• YOUR TASK: Only the text belongs in the copy: repeat each record exactly, without pictures.

• Stored items:
□ □ □ □ □ □ □

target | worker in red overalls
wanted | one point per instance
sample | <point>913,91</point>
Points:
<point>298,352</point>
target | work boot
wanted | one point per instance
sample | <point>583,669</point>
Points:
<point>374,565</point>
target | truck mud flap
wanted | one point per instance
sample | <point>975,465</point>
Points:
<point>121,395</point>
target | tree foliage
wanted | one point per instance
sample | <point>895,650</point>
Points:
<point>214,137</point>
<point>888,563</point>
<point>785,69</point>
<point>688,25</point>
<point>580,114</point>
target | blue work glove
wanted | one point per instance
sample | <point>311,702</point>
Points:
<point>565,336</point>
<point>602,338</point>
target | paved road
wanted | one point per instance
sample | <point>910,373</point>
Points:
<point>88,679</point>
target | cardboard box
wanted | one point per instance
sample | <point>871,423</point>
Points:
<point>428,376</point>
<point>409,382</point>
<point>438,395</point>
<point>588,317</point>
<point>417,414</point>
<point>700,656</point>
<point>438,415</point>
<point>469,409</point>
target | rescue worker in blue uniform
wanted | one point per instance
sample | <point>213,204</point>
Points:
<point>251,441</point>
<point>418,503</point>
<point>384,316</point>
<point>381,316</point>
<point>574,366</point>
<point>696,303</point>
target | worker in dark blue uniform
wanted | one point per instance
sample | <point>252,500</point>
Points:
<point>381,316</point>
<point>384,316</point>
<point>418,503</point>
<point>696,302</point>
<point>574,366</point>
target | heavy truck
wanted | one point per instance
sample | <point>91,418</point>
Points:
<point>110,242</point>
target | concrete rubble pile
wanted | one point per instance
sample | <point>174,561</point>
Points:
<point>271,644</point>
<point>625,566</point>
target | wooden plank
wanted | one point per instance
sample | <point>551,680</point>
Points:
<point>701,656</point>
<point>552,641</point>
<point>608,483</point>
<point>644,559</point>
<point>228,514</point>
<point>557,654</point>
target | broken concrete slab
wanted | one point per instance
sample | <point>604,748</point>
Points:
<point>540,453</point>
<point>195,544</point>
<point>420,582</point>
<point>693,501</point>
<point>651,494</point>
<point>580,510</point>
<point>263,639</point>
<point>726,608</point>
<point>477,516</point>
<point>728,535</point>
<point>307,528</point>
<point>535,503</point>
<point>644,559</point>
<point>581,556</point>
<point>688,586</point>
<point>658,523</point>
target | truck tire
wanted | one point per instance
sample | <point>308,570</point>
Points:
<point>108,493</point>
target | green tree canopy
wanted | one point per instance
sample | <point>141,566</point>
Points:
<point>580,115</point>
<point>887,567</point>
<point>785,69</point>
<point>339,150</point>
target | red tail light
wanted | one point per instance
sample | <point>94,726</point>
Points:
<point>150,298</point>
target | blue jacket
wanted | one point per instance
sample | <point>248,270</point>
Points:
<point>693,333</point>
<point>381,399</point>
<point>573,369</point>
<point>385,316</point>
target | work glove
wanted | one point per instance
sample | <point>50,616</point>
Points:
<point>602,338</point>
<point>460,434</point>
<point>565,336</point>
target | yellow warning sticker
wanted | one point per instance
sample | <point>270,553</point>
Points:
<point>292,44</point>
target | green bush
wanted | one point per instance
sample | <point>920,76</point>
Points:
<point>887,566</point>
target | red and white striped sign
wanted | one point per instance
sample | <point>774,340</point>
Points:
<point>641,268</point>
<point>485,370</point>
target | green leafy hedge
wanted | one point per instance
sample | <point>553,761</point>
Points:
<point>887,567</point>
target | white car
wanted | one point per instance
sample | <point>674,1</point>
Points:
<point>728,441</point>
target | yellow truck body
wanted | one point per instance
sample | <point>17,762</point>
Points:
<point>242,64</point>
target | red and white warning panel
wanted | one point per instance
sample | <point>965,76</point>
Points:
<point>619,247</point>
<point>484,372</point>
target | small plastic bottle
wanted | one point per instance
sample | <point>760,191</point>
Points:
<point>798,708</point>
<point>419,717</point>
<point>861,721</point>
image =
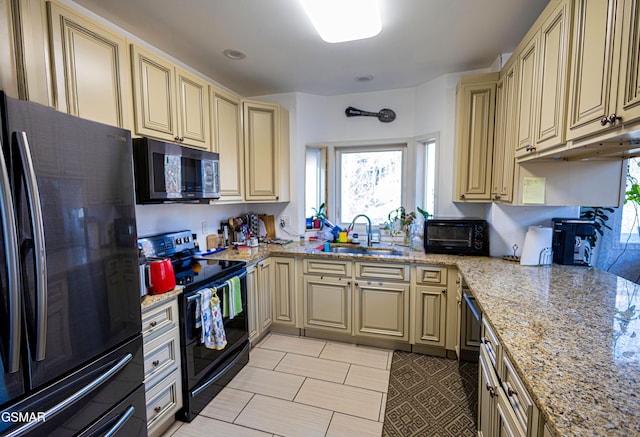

□ □ □ □ □ □ □

• SOLUTION TO THE PROBLEM:
target | worker in red overalls
wanted | one point per instance
sample | <point>913,91</point>
Points:
<point>298,352</point>
target | work boot
wanted | one point per instance
sample | <point>583,669</point>
Points:
<point>374,565</point>
target | truck mud flap
wanted | one point per instance
sample | <point>975,465</point>
Points:
<point>121,395</point>
target | tree foliage
wanted | one point per instance
sample | <point>895,650</point>
Points:
<point>214,137</point>
<point>888,563</point>
<point>785,69</point>
<point>688,25</point>
<point>580,114</point>
target | blue work glove
wanted | one point per instance
sample | <point>311,702</point>
Points:
<point>565,336</point>
<point>602,338</point>
target | paved road
wanted | one point per instance
sample | <point>910,373</point>
Points:
<point>88,679</point>
target | cardboard box
wanted | one point per instance
sample | <point>871,423</point>
Points:
<point>428,376</point>
<point>409,382</point>
<point>438,395</point>
<point>588,317</point>
<point>417,414</point>
<point>700,656</point>
<point>438,415</point>
<point>469,409</point>
target | rescue worker in blue uniform
wanted | one point per instance
sample | <point>213,204</point>
Points:
<point>251,441</point>
<point>418,503</point>
<point>384,316</point>
<point>381,316</point>
<point>574,366</point>
<point>696,303</point>
target | worker in dark blue uniform
wanted | one point per instance
sample | <point>252,500</point>
Points:
<point>381,316</point>
<point>384,316</point>
<point>418,503</point>
<point>696,302</point>
<point>574,366</point>
target | heavy truck
wanted | one point per instance
sample | <point>91,418</point>
Points:
<point>110,242</point>
target | concrete rubble pile
wanted | one point per instance
sample | <point>174,561</point>
Points:
<point>271,644</point>
<point>625,566</point>
target | wooden plank
wanted | one point per instance
sample | <point>551,680</point>
Points:
<point>701,656</point>
<point>552,641</point>
<point>608,483</point>
<point>644,559</point>
<point>228,514</point>
<point>557,654</point>
target | broken concrete slab
wanted | one point per instance
sample | <point>604,748</point>
Points:
<point>540,453</point>
<point>195,544</point>
<point>420,582</point>
<point>693,501</point>
<point>651,494</point>
<point>580,510</point>
<point>263,639</point>
<point>726,608</point>
<point>477,516</point>
<point>728,535</point>
<point>307,528</point>
<point>535,503</point>
<point>644,559</point>
<point>581,556</point>
<point>688,586</point>
<point>658,523</point>
target | truck tire
wanted | one point per instance
sample | <point>308,570</point>
Points:
<point>108,493</point>
target | green tree canopy
wanted | one point per instance
sample | <point>141,566</point>
Points:
<point>580,115</point>
<point>887,567</point>
<point>785,69</point>
<point>339,150</point>
target | red tail light
wanted | one point per instance
sample | <point>94,726</point>
Points:
<point>150,298</point>
target | blue jacket
wanted | one point per instance
sample | <point>248,270</point>
Points:
<point>693,333</point>
<point>381,399</point>
<point>573,369</point>
<point>385,316</point>
target | work glove
wanted | one point per instance
sample | <point>50,616</point>
Points:
<point>602,338</point>
<point>460,434</point>
<point>565,336</point>
target | yellow warning sticker
wanted | one point per instance
sample | <point>270,553</point>
Points:
<point>292,44</point>
target | green bush
wanted | one point per instance
sample | <point>920,76</point>
Points:
<point>887,566</point>
target | red and white striped sign
wanted | one point per instance
sample | <point>774,340</point>
Points:
<point>641,268</point>
<point>485,370</point>
target | green leafy hedge
wanted | one point per instance
sample | <point>553,761</point>
Points:
<point>887,567</point>
target | white car
wanted | one point per instance
sample | <point>674,1</point>
Points:
<point>728,441</point>
target | yellow truck body
wanted | one point per instance
sample | <point>17,762</point>
Points:
<point>242,64</point>
target | red and white warning panel
wanted | one point per instance
sample | <point>965,76</point>
Points:
<point>619,247</point>
<point>484,372</point>
target | small plastic bottle
wanted | one point per instance
sample | <point>760,191</point>
Points:
<point>798,708</point>
<point>419,717</point>
<point>861,721</point>
image =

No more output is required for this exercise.